Records for this exercise =

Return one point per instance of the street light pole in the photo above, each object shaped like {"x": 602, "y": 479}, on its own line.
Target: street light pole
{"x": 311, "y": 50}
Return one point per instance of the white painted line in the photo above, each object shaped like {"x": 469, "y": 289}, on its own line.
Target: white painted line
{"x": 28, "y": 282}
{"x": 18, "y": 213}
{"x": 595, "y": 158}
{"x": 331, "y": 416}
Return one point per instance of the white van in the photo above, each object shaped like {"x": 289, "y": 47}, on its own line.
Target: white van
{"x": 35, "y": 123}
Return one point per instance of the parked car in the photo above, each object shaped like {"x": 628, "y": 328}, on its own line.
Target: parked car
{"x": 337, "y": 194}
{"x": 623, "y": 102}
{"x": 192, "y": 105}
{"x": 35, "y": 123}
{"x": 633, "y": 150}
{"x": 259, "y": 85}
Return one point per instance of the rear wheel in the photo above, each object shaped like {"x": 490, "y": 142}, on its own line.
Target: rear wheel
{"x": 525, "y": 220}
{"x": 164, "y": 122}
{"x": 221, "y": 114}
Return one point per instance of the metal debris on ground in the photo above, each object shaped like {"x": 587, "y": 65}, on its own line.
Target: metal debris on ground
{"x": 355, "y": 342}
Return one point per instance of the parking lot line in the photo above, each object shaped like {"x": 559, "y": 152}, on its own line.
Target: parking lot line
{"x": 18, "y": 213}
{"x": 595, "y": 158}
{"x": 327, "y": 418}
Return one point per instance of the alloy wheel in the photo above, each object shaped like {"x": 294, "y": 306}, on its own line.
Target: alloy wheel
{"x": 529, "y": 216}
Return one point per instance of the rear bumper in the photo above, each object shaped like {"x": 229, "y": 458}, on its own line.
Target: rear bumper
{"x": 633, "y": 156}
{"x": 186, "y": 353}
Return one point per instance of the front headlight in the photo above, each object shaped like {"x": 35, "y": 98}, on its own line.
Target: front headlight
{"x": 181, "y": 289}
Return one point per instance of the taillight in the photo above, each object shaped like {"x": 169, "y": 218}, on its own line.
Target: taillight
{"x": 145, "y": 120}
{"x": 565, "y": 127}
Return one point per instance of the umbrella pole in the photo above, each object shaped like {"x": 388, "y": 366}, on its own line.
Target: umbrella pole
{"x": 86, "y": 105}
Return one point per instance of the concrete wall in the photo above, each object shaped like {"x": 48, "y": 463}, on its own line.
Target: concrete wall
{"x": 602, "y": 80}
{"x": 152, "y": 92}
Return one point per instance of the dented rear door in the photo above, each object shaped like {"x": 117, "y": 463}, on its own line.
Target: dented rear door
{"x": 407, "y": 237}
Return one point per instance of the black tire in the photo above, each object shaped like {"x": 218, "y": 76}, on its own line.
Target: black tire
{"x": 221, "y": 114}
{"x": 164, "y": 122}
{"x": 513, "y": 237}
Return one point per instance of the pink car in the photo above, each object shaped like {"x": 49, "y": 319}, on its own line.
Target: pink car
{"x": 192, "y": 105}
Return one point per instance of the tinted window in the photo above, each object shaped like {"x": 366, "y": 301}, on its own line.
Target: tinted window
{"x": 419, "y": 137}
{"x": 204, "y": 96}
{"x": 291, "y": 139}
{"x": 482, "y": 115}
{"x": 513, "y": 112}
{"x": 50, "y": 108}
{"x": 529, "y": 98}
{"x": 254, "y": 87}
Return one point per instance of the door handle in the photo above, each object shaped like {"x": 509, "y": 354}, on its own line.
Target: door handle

What you are asked to do =
Rewrite all the lines above, putting "on a separate line" wherever "on its own line" occurs and leaving everything else unchanged.

Task output =
Return one point per instance of the street light pole in the photo above, each object shaped like {"x": 602, "y": 479}, on a separate line.
Target: street light pole
{"x": 311, "y": 50}
Return one point per instance of the white painted line in the photo above, each object shaped like {"x": 469, "y": 289}, on a separate line.
Target: white painted line
{"x": 28, "y": 282}
{"x": 18, "y": 213}
{"x": 595, "y": 158}
{"x": 331, "y": 416}
Return one point per instance of the white van in the photo above, each object shaped like {"x": 289, "y": 47}, on a separate line.
Target: white van
{"x": 35, "y": 123}
Return one point per instance of the parked car in the photo above, each object shaped like {"x": 628, "y": 328}, on a separate line.
Target: parked car
{"x": 337, "y": 194}
{"x": 623, "y": 102}
{"x": 192, "y": 105}
{"x": 35, "y": 123}
{"x": 633, "y": 150}
{"x": 259, "y": 85}
Return one point per instance of the rear wheel in the photo above, each object shaped like {"x": 490, "y": 142}, on a separate line.
Target: rear wheel
{"x": 525, "y": 220}
{"x": 164, "y": 122}
{"x": 221, "y": 114}
Return one point per instance of the metal debris on ground in the photo above, each object shaped like {"x": 587, "y": 65}, on a separate line.
Target: metal debris on ground
{"x": 355, "y": 342}
Return one point per instance of the parking lot line in the photo above, each object shaped like {"x": 559, "y": 152}, on a separate line.
Target: parking lot line
{"x": 18, "y": 213}
{"x": 595, "y": 158}
{"x": 327, "y": 418}
Return one point per instance of the alloy wheel in the photo above, each object shaped like {"x": 294, "y": 306}, on a separate line.
Target: alloy wheel
{"x": 529, "y": 216}
Return one point per instance of the rear bumper in the photo above, each object shaped like {"x": 229, "y": 458}, on a separate line.
Target: rear bumper
{"x": 633, "y": 156}
{"x": 186, "y": 353}
Return one point per instance of the front headlight in the photo above, each object shaped like {"x": 35, "y": 98}, on a separate line.
Target: front headlight
{"x": 181, "y": 289}
Return one point per instance of the taillight in the photo above, each object shaped like {"x": 169, "y": 218}, on a separate line.
Target: taillight
{"x": 145, "y": 120}
{"x": 565, "y": 127}
Return one point per instance of the umbrella pole in the photo above, each object shaped like {"x": 388, "y": 366}, on a separate line.
Target: umbrella pole
{"x": 86, "y": 105}
Return one point per instance of the concrete wall in the photo above, each object shaped like {"x": 48, "y": 463}, on a separate line.
Target: concrete wall
{"x": 602, "y": 80}
{"x": 152, "y": 92}
Return one point per instance of the dented rear door in the photo above, each object shaped like {"x": 117, "y": 463}, on a separate line.
Target: dented rear door
{"x": 407, "y": 237}
Return one point per instance of the black tire in the photo above, each object shaped like {"x": 218, "y": 76}, on a separate line.
Target: black tire
{"x": 221, "y": 114}
{"x": 164, "y": 122}
{"x": 513, "y": 237}
Return one point per instance of the pink car in the photo above, each object shaped like {"x": 49, "y": 319}, on a separate line.
Target: pink car
{"x": 192, "y": 105}
Return one point per instance of the tinted window in the photo above, each object shaped like {"x": 366, "y": 301}, on a separate line.
Target: tinted window
{"x": 419, "y": 137}
{"x": 204, "y": 96}
{"x": 291, "y": 139}
{"x": 482, "y": 115}
{"x": 513, "y": 112}
{"x": 50, "y": 108}
{"x": 529, "y": 98}
{"x": 254, "y": 87}
Return one point per instance of the door handle in the photo above, each object shaped like {"x": 509, "y": 354}, on a separate line.
Target: door handle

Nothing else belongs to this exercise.